§ **WHAT THE TASK REQUIRES**
Reproduce the following listing verbatim, line by line.

Records from a data collection:

----

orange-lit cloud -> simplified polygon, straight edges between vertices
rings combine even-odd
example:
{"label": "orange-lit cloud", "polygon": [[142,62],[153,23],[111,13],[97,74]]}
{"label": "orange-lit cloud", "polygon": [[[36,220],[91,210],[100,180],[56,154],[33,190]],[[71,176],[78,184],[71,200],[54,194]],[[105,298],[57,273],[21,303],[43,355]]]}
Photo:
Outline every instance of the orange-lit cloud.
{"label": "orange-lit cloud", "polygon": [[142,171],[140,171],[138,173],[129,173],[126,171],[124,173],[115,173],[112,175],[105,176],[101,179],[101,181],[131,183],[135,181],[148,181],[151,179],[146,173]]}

----

§ **WRITTEN RESPONSE**
orange-lit cloud -> simplified polygon, straight edges between vertices
rings combine even-odd
example:
{"label": "orange-lit cloud", "polygon": [[142,62],[153,23],[111,13],[97,74]]}
{"label": "orange-lit cloud", "polygon": [[[36,220],[91,210],[100,180],[56,154],[33,190]],[[71,176],[78,184],[71,200],[54,194]],[[105,298],[57,273],[21,303],[43,355]]]}
Photo:
Outline every instance of the orange-lit cloud.
{"label": "orange-lit cloud", "polygon": [[142,171],[140,171],[138,173],[129,173],[126,171],[124,173],[115,173],[112,175],[105,176],[101,179],[101,181],[131,183],[135,181],[148,181],[151,179],[146,173]]}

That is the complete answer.